#### Task material

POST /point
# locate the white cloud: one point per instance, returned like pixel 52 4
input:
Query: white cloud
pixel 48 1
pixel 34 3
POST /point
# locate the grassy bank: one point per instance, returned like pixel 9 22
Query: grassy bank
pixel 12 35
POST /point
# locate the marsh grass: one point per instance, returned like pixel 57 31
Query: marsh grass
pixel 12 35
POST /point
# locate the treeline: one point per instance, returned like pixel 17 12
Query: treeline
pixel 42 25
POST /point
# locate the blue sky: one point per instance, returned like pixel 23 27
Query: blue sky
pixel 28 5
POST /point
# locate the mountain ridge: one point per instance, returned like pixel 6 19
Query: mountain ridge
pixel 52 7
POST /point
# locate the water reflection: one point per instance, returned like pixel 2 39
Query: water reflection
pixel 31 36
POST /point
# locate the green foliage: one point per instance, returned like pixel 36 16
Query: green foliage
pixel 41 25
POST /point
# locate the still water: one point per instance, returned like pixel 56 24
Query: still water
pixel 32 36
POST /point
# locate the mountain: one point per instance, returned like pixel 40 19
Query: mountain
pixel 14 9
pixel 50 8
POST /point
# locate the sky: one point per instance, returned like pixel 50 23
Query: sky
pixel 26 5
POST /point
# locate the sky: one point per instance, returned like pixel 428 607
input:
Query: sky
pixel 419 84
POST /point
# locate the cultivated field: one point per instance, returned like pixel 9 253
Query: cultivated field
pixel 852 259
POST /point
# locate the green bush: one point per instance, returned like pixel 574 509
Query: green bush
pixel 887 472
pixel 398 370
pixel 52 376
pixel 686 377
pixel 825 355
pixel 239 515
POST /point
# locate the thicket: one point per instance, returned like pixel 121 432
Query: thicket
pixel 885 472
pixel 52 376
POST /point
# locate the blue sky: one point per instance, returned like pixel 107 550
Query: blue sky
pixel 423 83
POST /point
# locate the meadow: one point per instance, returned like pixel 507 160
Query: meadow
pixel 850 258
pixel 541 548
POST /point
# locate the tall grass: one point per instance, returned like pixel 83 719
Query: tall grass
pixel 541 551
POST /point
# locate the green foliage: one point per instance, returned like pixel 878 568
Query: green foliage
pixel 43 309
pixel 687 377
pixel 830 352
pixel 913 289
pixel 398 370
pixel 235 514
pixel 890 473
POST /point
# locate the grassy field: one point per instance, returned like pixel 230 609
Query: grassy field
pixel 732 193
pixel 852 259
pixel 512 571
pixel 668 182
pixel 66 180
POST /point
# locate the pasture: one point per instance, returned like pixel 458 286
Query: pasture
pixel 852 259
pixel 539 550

########

■ **What the exercise asks**
All of the material above should be repeated word for word.

■ **Response box**
POST /point
# locate the white cloud: one point per instance, returned like pixel 52 4
input:
Query: white cloud
pixel 48 1
pixel 34 3
POST /point
# locate the grassy bank: one point per instance, returned like pixel 9 22
Query: grassy bank
pixel 12 35
POST /point
# locate the marsh grass: one point per instance, returned like pixel 57 31
Query: marsh grass
pixel 12 35
POST /point
# locate the treeline: one point per instance, returned like pixel 17 12
Query: treeline
pixel 42 25
POST /point
# locate the blue sky: one point per instance, returned like pixel 23 27
Query: blue sky
pixel 28 5
POST /point
# locate the mountain ridge: one point per instance, returned like pixel 6 19
Query: mountain ridge
pixel 52 7
POST /point
# locate the water reflection: one point per instance, returned like pixel 2 39
Query: water reflection
pixel 31 36
POST /point
# locate the green foliage: one point per instance, returned like pixel 36 16
Query: green foliage
pixel 41 25
POST /point
# locate the still water: one point per instance, returned like pixel 56 24
Query: still water
pixel 32 36
POST /point
# locate the mountain: one point per instance, returned like pixel 40 19
Query: mountain
pixel 14 9
pixel 50 8
POST /point
# locate the sky: one point per instance, returned like pixel 50 23
Query: sky
pixel 26 5
POST /point
# locate the sky: one point per instance, returned like pixel 428 607
input:
Query: sky
pixel 419 84
POST /point
# locate the cultivated field: one point per instance, returned like pixel 9 253
Query: cultivated field
pixel 852 259
POST /point
# locate the green bush: one point per instance, returned like pixel 574 509
Query: green bush
pixel 887 472
pixel 398 370
pixel 52 376
pixel 686 377
pixel 825 355
pixel 239 515
POST /point
# locate the thicket: one point per instance, returned like pixel 121 432
Query: thicket
pixel 885 472
pixel 52 376
POST /point
# locate the blue sky: one point per instance, returned like pixel 107 550
Query: blue sky
pixel 423 83
POST /point
# locate the meadow: one point per instance, returned like pixel 507 160
Query: meadow
pixel 850 258
pixel 541 548
POST /point
# locate the tall grass: one point per instance, returned like pixel 83 719
Query: tall grass
pixel 541 551
POST /point
# locate the green foliage: one point per instance, returned like pixel 878 568
Query: green foliage
pixel 43 309
pixel 687 377
pixel 830 352
pixel 913 289
pixel 398 370
pixel 235 514
pixel 890 473
POST /point
# locate the grassy field: one point per instance, returned like pixel 230 609
Query: grassy field
pixel 732 193
pixel 852 259
pixel 512 571
pixel 668 182
pixel 66 180
POST /point
# locate the pasture: one point per instance, returned like pixel 458 286
Query: pasture
pixel 852 259
pixel 539 550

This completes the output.